**Your tasks**
• A. In the iWHELD text, how many residential homes took part in the trial?
• B. Does each statement below agree with the iWHELD text? Answer yes or no for each, quoting the deciding words. (i) The trial ran for 16 weeks. (ii) The weekly coaching sessions lasted 60 minutes. (iii) Residents' use of psychotropic medications dropped by 15%.
• C. Reproduce everything in the iWHELD text from "The researchers compared" down to "nursing home settings.".

Published: 20 December 2023

A digital training programme, part funded by NIHR, which encouraged meaningful social interactions during the COVID-19 pandemic, improved the quality of life of care residents with dementia and led to a drop in the use of sedative medications.

Programme designed to support carers 

The iWHELD programme used a website to support care home staff in delivering personalised care. The 16 week trial, delivered during the pandemic, included staff in 149 residential homes in the UK caring for more than 700 people. Weekly online 45-minute interactive coaching sessions covered:

  • how to encourage meaningful social interactions
  • how to enhance care
  • sharing best practices and experience


The researchers compared the study sites to residential homes with standard care. In the trial sites there were benefits for the following groups:

  • residents who contracted COVID-19 reported an improved quality of life compared to a drop in quality of life in the standard care group 
  • residents who showed signs of agitation found significant agitation reduced by 15% 
  • residents use of the psychotropic medications reduced by 20%

The iWHELD programme is an accessible and scalable solution. Its 24/7 access to materials supports night shift staff and fosters personalised learning. Weekly coaching sessions with peer nursing homes promote collaboration. The research shows iWHELD can be used to increase the quality of life for residents in nursing home settings.

**Information shown**
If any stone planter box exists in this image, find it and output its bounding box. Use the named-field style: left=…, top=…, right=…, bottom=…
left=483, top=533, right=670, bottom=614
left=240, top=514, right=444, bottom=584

**Numbered answers**
• A. 149 residential homes in the UK.

• B.
(i) Yes: "The 16 week trial, delivered during the pandemic"
(ii) No: "Weekly online 45-minute interactive coaching sessions"
(iii) No: "residents use of the psychotropic medications reduced by 20%"

• C.
The researchers compared the study sites to residential homes with standard care. In the trial sites there were benefits for the following groups:

  • residents who contracted COVID-19 reported an improved quality of life compared to a drop in quality of life in the standard care group 
  • residents who showed signs of agitation found significant agitation reduced by 15% 
  • residents use of the psychotropic medications reduced by 20%

The iWHELD programme is an accessible and scalable solution. Its 24/7 access to materials supports night shift staff and fosters personalised learning. Weekly coaching sessions with peer nursing homes promote collaboration. The research shows iWHELD can be used to increase the quality of life for residents in nursing home settings.